Reproduce every one of the records below word for word.
#### LISTING
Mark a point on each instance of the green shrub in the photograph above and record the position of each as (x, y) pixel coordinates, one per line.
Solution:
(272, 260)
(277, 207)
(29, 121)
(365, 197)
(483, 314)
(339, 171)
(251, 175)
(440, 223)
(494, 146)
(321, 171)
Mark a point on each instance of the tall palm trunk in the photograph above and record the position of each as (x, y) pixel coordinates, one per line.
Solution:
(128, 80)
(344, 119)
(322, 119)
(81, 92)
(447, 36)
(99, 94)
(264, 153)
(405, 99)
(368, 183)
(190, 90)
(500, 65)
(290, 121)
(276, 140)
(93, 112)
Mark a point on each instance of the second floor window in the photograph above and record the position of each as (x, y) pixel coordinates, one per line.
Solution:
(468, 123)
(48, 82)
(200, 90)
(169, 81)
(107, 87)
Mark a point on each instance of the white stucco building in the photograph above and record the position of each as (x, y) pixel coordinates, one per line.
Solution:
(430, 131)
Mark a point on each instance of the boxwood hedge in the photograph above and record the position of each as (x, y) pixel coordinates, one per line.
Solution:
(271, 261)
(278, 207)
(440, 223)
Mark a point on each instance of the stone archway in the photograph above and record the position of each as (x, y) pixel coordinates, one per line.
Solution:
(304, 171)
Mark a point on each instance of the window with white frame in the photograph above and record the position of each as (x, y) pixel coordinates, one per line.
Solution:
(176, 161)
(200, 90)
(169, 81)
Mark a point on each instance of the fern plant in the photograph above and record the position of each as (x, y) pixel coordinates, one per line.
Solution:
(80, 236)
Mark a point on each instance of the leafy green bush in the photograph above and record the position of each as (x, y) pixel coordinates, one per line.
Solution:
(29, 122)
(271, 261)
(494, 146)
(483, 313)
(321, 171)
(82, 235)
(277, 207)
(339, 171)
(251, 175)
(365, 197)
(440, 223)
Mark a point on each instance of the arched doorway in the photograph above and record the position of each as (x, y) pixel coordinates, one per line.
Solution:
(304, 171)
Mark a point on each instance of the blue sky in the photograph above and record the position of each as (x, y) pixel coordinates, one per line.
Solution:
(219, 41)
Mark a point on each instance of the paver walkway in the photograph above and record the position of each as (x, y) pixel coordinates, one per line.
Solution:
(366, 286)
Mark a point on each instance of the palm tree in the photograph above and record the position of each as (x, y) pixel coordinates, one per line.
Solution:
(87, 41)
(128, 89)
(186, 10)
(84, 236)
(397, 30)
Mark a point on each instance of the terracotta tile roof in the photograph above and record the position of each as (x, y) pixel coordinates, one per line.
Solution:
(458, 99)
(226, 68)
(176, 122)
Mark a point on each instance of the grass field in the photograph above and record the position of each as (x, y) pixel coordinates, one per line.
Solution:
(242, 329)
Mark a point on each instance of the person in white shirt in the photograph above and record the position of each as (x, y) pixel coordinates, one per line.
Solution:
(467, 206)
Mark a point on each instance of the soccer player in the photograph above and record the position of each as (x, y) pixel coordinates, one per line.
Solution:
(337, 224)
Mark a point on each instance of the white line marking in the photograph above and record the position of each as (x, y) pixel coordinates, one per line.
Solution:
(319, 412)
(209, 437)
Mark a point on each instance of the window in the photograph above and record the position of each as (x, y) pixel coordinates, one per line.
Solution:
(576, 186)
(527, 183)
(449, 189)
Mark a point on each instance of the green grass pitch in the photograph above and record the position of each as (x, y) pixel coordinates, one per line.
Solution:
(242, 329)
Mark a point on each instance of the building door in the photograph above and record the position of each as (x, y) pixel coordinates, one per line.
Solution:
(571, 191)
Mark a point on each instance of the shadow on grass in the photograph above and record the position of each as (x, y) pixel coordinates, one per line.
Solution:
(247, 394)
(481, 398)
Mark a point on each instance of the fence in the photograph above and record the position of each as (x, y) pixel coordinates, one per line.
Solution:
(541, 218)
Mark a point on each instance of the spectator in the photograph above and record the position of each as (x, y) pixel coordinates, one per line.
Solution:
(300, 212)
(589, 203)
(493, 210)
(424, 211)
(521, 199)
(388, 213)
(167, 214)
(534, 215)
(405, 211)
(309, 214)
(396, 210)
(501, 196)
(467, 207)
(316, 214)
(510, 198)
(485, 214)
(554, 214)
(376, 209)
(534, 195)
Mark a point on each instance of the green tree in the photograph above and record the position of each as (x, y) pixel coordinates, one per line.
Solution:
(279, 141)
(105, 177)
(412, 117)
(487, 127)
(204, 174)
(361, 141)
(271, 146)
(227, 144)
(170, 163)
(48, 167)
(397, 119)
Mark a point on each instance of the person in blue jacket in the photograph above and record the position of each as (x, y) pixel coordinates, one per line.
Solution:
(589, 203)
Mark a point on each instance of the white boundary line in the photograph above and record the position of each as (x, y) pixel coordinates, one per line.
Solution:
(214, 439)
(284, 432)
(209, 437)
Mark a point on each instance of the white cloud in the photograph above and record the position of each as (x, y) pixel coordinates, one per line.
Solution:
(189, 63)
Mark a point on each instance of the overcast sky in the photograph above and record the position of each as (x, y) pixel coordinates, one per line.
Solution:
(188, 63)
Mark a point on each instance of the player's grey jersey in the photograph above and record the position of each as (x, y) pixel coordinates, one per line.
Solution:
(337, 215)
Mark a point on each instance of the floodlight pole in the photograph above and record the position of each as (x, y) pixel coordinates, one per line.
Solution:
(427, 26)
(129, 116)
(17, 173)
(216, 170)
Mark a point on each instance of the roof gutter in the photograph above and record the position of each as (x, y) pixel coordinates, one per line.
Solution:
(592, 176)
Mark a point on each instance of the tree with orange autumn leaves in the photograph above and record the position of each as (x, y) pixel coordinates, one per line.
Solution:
########
EXERCISE OUTPUT
Mark a point on each instance of the green shrub in the photograph above and record the position of each as (x, y) pixel coordinates, one per line.
Solution:
(272, 260)
(277, 207)
(29, 121)
(365, 197)
(483, 314)
(339, 171)
(251, 175)
(440, 223)
(494, 146)
(321, 171)
Mark a point on each instance of the tall palm trunk in the photograph above and record the position of each as (x, y) pixel coordinates, one per line.
Solution:
(128, 80)
(344, 119)
(322, 119)
(81, 92)
(447, 36)
(99, 94)
(264, 153)
(405, 99)
(368, 183)
(190, 90)
(500, 65)
(290, 121)
(276, 140)
(93, 112)
Mark a point on each instance of the second floor window in the photograph above and record the position of each as (x, y) pixel coordinates, one per line.
Solution:
(468, 123)
(48, 82)
(200, 90)
(169, 81)
(107, 87)
Mark a point on each instance of the white stucco building in the photograph above and record the position of each as (x, y) pixel coordinates, one per line.
Solution:
(430, 131)
Mark a point on each instance of the boxwood hedge in the photograph above and record the position of each as (x, y) pixel coordinates, one per line.
Solution:
(271, 261)
(278, 207)
(440, 223)
Mark a point on each instance of the stone archway in the photograph above and record the position of each as (x, y) pixel coordinates, one per line.
Solution:
(304, 171)
Mark a point on each instance of the window with white frame in the photograph above and record the position of each as (x, y) pixel coordinates, one per line.
Solution:
(176, 161)
(200, 90)
(169, 81)
Mark a point on each instance of the fern plant in the photograph above and record the position of each as (x, y) pixel coordinates, one per line.
Solution:
(80, 236)
Mark a point on each instance of the leafy green bush in the photograph above and record the position of each as (x, y) pixel coordinates, one per line.
Solution:
(29, 122)
(271, 261)
(494, 146)
(483, 313)
(321, 171)
(82, 235)
(277, 207)
(339, 171)
(251, 175)
(365, 197)
(440, 223)
Mark a point on each instance of the arched doorway in the photograph above and record the position of each as (x, y) pixel coordinates, one per line.
Solution:
(304, 171)
Mark a point on each instance of the blue sky in the photograph above and record the position of each as (x, y) pixel coordinates, one per line.
Solution:
(219, 41)
Mark a point on each instance of the paver walkway in the photograph above and record the position of each as (x, y) pixel coordinates, one per line.
Solution:
(366, 286)
Mark a point on each instance of the palm tree in the photograph above and record the position of each as (x, y) pixel coordinates, one per line.
Solution:
(87, 41)
(128, 89)
(186, 10)
(84, 236)
(397, 30)
Mark a point on each instance of the terracotta tile roof in the photograph above and record the position of each as (x, y) pixel coordinates, one per line.
Solution:
(458, 99)
(226, 68)
(176, 122)
Mark a point on each instance of the grass field in the photograph above and record the position of each as (x, y) pixel coordinates, one per line.
Solution:
(242, 329)
Mark a point on each instance of the person in white shirt in the photograph above and record the position of each as (x, y) pixel coordinates, one per line.
Solution:
(467, 206)
Mark a point on each instance of the soccer player in the photograph above and record the position of each as (x, y) pixel coordinates, one per line.
Solution:
(337, 224)
Mark a point on each instance of the white line marking in the photograph above and record the position of each as (x, y) pixel coordinates, one per line.
Solution:
(319, 412)
(209, 437)
Mark a point on each instance of the window in the photograph above and record the position of each as (x, y) pixel coordinates, one per line.
Solution:
(576, 186)
(527, 183)
(449, 189)
Mark a point on each instance of the green grass pitch in the photograph above and record the position of each as (x, y) pixel coordinates, one per line.
Solution:
(242, 329)
Mark a point on each instance of the building door in the photograph above and record the position of each as (x, y) pixel coordinates, one per line.
Solution:
(571, 191)
Mark a point on each instance of the shadow on grass in the photograph above and record the position of each as (x, y) pixel coordinates, one per line.
Solution:
(247, 394)
(481, 398)
Mark a point on each instance of the fence in the photograph above and record the position of each as (x, y) pixel coordinates, one per line.
Solution:
(541, 218)
Mark a point on each instance of the spectator in the photograph above and record the position of each as (x, y) pixel coordinates, one per line.
Solution:
(300, 212)
(589, 203)
(493, 210)
(424, 211)
(521, 199)
(388, 213)
(167, 214)
(534, 215)
(405, 211)
(309, 214)
(396, 210)
(501, 196)
(467, 207)
(316, 214)
(510, 198)
(485, 214)
(554, 214)
(376, 209)
(534, 195)
Mark a point on each instance of the green tree in the photograph above and record the position of each as (x, y) pixel coordinates, one per line.
Solution:
(279, 141)
(105, 177)
(412, 117)
(487, 127)
(204, 174)
(361, 141)
(271, 146)
(227, 144)
(170, 163)
(48, 167)
(397, 119)
Mark a point on each instance of the person in blue jacket in the photograph above and record the position of each as (x, y) pixel coordinates, one per line.
Solution:
(589, 203)
Mark a point on each instance of the white boundary line in the photograph above and record the position of each as (x, y) pixel coordinates, one per line.
Solution:
(214, 439)
(284, 432)
(209, 437)
Mark a point on each instance of the white cloud in the photograph above and record the position of each as (x, y) pixel coordinates, one per line.
Solution:
(189, 63)
Mark a point on each instance of the overcast sky in the photograph above and record the position of each as (x, y) pixel coordinates, one per line.
Solution:
(188, 63)
Mark a point on each instance of the player's grey jersey in the photograph above and record the position of each as (x, y) pixel coordinates, one per line.
Solution:
(337, 215)
Mark a point on each instance of the floodlight pole in the photograph above and record the position of each as (x, y) pixel coordinates, one per line.
Solution:
(427, 26)
(129, 116)
(17, 173)
(216, 170)
Mark a point on each instance of the roof gutter in the photograph above and record the position of each as (x, y) pixel coordinates, one per line.
Solution:
(592, 176)
Mark a point on each instance of the tree with orange autumn leaves in the photograph above and record the position of each as (x, y) pixel coordinates, one per line.
Solution:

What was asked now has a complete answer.